> _СУТЬ ЗАДАНИЯ_
Кто из анархистов, согласно тексту о пражских знакомствах Вахала, особенно его занимал?

━━ ТЕКСТ ДЛЯ ЧТЕНИЯ ━━

К концу первого десятилетия XX века, когда Вахал утвердился в своем профессиональном выборе, художественная жизнь Праги представляла собой бурлящий котел. Динамика и многообразие вариантов развития характерны для эпохи, когда единство культуры сецессии начало распадаться. Вахал старается поспеть за временем, его приятель по учебе Йозеф Годек вспоминал, как в свободное от работы в мастерской время они бегали по местам, где происходило хоть что-либо мало-мальски интересное. Вахал знакомится с анархистами, среди которых его особенно занимает Станислав Костка Нейман, теософами и спиритами, устанавливает контакты с писателями, художниками, посещает выставки, мастерские, увлеченно осваивает фотоаппарат. Среди новых знакомств этого времени – Густав Майринк, братья Лангеры, Милош Мартен и многие другие. При этом он сторонится общих собраний, если только это не спиритический сеанс. Он пользуется библиотеками – Теософского общества, своих друзей-оккультистов, буквально поглощает массу эзотерической литературы. Не стоит, однако, представлять Вахала всерьез и глубоко штудирующим гримуары – Джонатоном Стрен-джем он не был и слава практикующего мага его не волновала. К тому же Вахал не знал языков, а переводов на чешский литературы подобного рода в то время было не так много. Подтверждение тому, что он больше смотрел и слушал, чем читал, находим в его же воспоминаниях: «Мои знакомства с оккультистами всех направлений и расцветки множились, круг моих познаний в области сверхъестественного расширялся. Этому способствовало общение с людьми, владеющими языками, начитанными, я узнавал все больше нового из других литератур и наук оккультных»6. Спиритические сеансы Вахал описывает коротко и весело: «выкуривали привидений», «раскрутили стулья на полметра от земли», по чему можно догадаться, что Вахал в спиритизме и теософии «не увяз» и остался «просто скептиком», а увлечения первых лет своих в Праге позже назвал «весьма романтичными».

━━━
━━ ВЫДЕРЖКИ ИЗ ДАННЫХ ━━

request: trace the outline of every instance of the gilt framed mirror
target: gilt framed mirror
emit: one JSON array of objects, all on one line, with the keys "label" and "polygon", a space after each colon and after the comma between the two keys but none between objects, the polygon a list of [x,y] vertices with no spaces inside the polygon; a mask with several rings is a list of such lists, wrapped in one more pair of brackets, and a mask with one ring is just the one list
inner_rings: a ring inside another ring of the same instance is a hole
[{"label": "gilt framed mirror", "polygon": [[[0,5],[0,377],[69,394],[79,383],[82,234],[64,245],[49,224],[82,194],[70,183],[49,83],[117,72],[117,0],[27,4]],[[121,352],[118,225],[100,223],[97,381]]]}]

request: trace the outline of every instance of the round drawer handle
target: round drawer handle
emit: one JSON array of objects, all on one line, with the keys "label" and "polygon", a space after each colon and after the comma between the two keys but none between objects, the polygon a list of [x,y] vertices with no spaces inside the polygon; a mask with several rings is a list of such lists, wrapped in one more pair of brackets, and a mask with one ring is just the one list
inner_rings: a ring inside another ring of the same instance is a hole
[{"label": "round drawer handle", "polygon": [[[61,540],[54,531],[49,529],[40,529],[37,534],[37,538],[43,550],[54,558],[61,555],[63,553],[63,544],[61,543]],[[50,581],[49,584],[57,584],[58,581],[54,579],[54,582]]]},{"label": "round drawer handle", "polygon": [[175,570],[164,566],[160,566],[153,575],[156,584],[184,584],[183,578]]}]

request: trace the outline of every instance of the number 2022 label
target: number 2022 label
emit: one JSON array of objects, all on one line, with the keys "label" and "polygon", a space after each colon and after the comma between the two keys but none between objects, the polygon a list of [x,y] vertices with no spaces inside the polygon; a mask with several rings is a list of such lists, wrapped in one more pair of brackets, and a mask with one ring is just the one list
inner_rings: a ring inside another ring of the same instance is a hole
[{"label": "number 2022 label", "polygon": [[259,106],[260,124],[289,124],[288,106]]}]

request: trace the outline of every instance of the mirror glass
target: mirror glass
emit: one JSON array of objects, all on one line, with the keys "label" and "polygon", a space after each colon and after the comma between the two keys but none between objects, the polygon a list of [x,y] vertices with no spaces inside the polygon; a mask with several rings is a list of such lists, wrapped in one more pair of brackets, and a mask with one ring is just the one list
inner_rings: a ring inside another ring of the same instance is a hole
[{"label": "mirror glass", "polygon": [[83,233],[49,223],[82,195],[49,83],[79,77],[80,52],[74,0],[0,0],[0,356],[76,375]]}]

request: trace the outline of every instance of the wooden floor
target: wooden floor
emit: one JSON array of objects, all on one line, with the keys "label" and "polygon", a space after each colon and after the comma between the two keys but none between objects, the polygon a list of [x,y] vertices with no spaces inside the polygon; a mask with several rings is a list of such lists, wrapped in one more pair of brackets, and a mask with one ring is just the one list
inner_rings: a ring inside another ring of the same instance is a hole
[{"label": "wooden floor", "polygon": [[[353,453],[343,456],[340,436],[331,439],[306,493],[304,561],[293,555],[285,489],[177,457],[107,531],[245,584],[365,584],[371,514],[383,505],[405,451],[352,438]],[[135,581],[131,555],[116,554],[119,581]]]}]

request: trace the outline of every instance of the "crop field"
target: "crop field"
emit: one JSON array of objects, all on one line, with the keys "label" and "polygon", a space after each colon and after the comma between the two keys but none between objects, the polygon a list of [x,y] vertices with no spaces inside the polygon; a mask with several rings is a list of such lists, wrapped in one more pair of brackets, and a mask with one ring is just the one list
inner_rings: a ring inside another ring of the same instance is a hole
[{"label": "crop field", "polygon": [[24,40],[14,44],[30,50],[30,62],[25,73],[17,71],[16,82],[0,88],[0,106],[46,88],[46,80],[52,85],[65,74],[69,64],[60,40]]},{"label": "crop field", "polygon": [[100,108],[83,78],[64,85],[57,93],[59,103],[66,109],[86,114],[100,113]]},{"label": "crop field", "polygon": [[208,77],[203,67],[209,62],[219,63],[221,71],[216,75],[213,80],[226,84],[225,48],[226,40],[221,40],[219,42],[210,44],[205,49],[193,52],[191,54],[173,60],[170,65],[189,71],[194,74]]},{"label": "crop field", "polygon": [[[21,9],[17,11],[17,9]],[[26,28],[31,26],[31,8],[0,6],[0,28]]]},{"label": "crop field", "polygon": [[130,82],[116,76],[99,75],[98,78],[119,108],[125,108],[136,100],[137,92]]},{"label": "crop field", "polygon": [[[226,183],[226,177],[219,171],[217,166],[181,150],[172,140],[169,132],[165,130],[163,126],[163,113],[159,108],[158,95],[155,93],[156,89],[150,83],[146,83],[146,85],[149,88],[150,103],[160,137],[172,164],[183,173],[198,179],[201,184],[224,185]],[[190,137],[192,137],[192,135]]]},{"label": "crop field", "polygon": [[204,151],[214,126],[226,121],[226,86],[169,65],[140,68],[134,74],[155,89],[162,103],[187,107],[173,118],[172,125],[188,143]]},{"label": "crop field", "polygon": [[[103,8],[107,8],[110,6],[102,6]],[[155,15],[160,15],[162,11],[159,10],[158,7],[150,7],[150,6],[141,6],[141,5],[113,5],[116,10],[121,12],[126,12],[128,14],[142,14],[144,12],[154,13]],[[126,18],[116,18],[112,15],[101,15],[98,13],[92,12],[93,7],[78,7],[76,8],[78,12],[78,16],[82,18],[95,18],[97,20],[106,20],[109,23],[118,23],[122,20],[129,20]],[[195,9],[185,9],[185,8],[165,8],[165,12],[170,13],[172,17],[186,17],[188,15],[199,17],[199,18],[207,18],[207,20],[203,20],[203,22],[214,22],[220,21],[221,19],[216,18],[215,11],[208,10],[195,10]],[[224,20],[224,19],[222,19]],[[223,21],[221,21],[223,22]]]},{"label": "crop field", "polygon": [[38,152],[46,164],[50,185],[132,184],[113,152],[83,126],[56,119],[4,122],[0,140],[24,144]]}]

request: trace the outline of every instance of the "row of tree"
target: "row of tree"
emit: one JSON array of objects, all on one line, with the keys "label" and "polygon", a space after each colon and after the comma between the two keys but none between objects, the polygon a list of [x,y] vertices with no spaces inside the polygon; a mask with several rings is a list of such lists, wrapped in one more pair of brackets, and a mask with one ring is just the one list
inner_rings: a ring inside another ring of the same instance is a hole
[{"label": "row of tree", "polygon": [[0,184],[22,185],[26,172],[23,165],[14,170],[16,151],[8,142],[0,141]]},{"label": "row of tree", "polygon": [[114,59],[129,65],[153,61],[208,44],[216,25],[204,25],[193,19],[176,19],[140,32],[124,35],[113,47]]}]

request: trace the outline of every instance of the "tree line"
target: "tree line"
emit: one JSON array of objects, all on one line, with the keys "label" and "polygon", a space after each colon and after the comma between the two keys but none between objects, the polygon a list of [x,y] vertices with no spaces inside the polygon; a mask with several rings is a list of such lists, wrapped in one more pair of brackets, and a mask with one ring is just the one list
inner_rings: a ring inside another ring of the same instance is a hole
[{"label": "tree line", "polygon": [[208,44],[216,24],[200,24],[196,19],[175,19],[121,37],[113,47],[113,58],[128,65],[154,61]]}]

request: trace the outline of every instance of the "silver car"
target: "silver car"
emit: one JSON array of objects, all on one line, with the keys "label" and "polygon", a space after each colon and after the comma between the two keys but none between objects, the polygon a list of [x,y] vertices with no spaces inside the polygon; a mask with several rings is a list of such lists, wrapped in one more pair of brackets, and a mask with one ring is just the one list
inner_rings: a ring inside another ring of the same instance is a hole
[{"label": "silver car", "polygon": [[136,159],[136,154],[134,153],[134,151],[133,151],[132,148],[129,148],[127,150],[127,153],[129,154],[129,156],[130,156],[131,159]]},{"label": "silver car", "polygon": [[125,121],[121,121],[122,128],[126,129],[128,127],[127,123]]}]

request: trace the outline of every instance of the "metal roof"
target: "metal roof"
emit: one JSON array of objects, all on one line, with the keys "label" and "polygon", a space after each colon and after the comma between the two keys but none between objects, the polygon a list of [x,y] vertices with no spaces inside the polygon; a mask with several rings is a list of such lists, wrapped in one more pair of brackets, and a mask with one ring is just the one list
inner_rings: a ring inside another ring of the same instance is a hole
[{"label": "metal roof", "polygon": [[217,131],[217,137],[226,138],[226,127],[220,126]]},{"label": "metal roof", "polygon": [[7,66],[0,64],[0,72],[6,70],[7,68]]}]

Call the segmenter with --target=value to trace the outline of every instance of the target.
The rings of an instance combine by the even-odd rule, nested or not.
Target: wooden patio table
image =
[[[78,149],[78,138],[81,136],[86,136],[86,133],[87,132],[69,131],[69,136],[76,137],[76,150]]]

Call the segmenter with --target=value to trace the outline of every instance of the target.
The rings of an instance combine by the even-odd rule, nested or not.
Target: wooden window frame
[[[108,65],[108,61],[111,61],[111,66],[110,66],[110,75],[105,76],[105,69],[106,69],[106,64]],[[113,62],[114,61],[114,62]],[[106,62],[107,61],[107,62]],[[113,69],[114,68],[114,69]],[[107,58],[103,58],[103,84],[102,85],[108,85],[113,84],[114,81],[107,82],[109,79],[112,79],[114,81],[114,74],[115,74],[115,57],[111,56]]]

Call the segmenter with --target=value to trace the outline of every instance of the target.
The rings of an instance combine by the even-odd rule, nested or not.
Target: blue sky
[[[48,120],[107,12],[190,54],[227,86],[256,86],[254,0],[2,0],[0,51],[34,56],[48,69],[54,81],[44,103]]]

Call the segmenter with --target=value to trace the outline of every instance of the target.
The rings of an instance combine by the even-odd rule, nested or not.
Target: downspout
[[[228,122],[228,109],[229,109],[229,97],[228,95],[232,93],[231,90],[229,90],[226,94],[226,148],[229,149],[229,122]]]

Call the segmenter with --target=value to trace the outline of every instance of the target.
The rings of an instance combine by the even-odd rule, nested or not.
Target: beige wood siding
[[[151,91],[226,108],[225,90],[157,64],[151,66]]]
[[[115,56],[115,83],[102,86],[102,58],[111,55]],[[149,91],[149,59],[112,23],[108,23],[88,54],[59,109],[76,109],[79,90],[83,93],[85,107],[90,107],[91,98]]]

━━━

> _ОТВЕТ НА ЗАДАНИЕ_
Станислав Костка Нейман.